So far in our sewalong, we’ve cut out our fabric, constructed the waistband, added the placket for version 2, and sewn the kick pleat for version 3.
Today, we’ll walk through the rest of the skirt construction, including sewing the remaing seams, attaching the waistband, hemming, and putting the finishing touches on.
Sew back seam (versions 1 & 2 only)
1) Pin the back seam. With right sides together, pin the skirt back pieces together at the center back.
2) Stitch side seams. Using a serger or the narrow zigzag or stretch stitch, stitch the back seams.
Sew side seams
1) Pin the side seams. With right sides together, pin the skirt front to the skirt back at the side seams, aligning notches.
2) Stitch side seams. Using a serger or the narrow zigzag or stretch stitch, stitch the side seams.
Attach waistband to skirt
1) Pin waistband. Turn the skirt right side out. With right sides together, align the waistband and skirt, matching the side seams and notches. The waistband shell will be sandwiched between the skirt and the waistband lining. Pin.
2) Stitch waistband. Stitch the waistband to the skirt in a continuous circle. Overlap the stitching for an inch or two at the end of the circle to keep things secure.
3) Turn and press. Press the waistband, making sure that the shell is rolling to the inside of the skirt. Press the waist seam to help the seam allowance lay flat and reduce bulk on the inside of the skirt.
4) Stitch in the ditch. Using a single needle, stitch in the ditch at each side seam of the waistband.
Stitching in the ditch is an easy way to secure the waistband in place without the stitch line showing. To do this, simply use a single needle to stitch directly into the seam line at each waistband side seam.
1) Hem. Use the twin needle technique to create a 1-inch hem. Or, if you have access to a coverstitch machine, you can use that instead.
Here’s what the twin needle hem looks like on both the inside and the outside.
For a selection of other types of hem and edge finishes you can substitute, check out The Colette Guide to Sewing Knits! In the book, Alyson covers many alternatives, such as a band hem There are a lot of ways you can vary this!
1) Steam the finished skirt. If necessary, steam your finished skirt to smooth seam and remove wrinkles.
2) Sew buttons on version 2. If you’re making version 2, sew buttons at button placement marks along the front of the placket.
Your Mabel is now complete!
Be sure to add you finished creations to our Flickr pool with the tag “mabel.”
And don’t forget about the Knitcation contest! You can use the Mabel to create your own travel wardrobe and enter to win some fabulous prizes!
Do you have any suggestions for when the kickpleat won’t lay flat? After using my twin needle to hem, it sticks straight out… Thanks!!!
You might try basting it down again (just with a big X) and giving it a good steam press, just on the pleat.
What stitch length would be good for the twin needle stitch? Does it tunnel less or more with a shorter or longer stitch? Or is that solely a stabilizer issue? Thanks so much for your help, by the way. This has been fun and I’m learning a lot.
It depends a bit, but I do test sews with a stitch length between 2.5mm and 3mm. I think a slightly longer stitch length looks great for this type of hem and does seem to help a little with tunneling. Be sure to try loosening your bobbin tension if you get tunneling, if that’s an option for your machine.

** Dataset content **
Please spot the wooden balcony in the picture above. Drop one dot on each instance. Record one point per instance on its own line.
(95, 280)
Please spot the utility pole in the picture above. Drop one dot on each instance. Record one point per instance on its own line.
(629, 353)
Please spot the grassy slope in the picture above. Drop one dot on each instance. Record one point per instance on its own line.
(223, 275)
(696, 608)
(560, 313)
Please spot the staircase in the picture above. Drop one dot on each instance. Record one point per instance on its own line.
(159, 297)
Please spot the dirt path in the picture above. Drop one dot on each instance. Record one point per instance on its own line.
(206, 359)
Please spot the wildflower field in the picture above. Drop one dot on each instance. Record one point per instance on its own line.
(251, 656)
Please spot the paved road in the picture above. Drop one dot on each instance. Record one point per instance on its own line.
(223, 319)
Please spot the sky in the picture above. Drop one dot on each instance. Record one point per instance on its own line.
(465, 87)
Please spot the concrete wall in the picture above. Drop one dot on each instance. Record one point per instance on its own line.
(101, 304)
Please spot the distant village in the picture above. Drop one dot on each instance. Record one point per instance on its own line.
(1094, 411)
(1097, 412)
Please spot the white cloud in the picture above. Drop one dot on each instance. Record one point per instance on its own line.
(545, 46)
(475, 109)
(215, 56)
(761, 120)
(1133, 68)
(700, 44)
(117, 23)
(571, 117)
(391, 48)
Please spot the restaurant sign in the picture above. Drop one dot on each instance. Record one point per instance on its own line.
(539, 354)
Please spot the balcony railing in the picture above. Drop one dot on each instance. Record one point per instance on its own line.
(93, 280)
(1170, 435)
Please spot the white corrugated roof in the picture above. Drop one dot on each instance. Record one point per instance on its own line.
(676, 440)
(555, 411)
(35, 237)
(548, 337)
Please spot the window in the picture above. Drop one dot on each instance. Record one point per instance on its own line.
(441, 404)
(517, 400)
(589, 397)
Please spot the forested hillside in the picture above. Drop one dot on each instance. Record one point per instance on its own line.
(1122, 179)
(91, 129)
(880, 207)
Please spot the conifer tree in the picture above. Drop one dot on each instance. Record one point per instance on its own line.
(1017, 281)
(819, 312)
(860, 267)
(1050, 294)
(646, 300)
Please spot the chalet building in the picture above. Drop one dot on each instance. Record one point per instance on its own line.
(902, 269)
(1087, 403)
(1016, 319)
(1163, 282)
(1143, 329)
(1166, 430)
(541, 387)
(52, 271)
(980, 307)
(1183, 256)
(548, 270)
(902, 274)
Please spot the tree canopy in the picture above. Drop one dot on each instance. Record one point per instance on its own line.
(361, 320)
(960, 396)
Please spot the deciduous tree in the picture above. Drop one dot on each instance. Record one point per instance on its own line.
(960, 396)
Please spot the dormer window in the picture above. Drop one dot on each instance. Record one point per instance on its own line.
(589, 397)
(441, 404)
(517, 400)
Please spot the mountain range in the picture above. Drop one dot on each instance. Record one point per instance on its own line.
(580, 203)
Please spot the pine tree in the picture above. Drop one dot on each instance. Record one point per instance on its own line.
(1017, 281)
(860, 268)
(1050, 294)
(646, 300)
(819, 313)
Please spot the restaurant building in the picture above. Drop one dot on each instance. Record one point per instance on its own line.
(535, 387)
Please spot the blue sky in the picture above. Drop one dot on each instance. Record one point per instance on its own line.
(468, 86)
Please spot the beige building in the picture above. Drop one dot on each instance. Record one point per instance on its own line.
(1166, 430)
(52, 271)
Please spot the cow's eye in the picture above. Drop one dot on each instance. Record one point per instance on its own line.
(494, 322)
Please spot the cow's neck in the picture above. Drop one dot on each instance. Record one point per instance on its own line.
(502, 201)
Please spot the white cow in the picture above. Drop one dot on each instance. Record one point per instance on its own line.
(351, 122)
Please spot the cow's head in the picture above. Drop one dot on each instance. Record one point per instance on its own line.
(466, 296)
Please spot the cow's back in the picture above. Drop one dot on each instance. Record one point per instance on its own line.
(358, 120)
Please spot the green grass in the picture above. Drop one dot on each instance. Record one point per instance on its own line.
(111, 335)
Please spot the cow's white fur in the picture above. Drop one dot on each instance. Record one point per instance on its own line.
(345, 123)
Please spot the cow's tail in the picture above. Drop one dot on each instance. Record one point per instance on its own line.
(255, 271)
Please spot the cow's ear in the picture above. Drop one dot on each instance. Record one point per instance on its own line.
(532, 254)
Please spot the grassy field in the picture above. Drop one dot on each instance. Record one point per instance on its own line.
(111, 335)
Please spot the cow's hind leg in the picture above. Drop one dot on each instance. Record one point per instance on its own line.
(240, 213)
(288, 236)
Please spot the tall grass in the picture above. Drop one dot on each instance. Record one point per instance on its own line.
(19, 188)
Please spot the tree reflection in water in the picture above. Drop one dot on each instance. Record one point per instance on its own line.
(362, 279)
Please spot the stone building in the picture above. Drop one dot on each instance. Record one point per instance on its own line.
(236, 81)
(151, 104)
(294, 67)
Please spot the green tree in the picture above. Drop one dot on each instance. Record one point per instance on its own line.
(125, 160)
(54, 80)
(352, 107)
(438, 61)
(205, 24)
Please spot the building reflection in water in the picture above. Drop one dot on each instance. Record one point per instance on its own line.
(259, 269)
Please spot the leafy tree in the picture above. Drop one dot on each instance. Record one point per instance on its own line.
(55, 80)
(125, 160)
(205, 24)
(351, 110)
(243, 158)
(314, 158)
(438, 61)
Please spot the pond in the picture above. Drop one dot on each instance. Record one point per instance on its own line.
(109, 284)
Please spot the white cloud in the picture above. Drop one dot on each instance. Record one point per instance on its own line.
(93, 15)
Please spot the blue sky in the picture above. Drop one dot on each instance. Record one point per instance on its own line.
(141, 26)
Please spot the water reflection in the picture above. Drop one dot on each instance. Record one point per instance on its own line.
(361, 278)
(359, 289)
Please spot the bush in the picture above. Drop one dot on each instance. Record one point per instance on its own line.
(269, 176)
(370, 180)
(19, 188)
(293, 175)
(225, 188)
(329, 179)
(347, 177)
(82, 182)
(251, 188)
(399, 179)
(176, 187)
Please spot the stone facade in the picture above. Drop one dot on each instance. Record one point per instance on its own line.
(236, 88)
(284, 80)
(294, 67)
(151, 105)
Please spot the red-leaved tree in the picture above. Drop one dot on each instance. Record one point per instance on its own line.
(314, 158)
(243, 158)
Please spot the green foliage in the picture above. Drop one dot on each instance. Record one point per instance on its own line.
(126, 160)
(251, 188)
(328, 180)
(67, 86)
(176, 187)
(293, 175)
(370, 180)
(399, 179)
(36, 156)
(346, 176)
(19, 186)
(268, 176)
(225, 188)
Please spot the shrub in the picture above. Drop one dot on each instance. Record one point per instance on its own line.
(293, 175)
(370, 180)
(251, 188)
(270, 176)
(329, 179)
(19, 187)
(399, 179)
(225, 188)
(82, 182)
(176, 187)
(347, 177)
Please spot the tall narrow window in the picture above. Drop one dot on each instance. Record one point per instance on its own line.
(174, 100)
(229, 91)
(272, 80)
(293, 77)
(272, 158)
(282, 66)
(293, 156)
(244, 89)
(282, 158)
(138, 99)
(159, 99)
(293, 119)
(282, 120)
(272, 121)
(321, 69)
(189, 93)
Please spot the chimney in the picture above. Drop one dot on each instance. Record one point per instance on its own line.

** Given request **
Revise the part of the skirt sewalong text that opens with the words "1) Hem. Use" and closes with "can vary this!", putting "double needle" wherever "twin needle" appears. The listing is not required for this work.

** The result **
1) Hem. Use the double needle technique to create a 1-inch hem. Or, if you have access to a coverstitch machine, you can use that instead.
Here’s what the double needle hem looks like on both the inside and the outside.
For a selection of other types of hem and edge finishes you can substitute, check out The Colette Guide to Sewing Knits! In the book, Alyson covers many alternatives, such as a band hem There are a lot of ways you can vary this!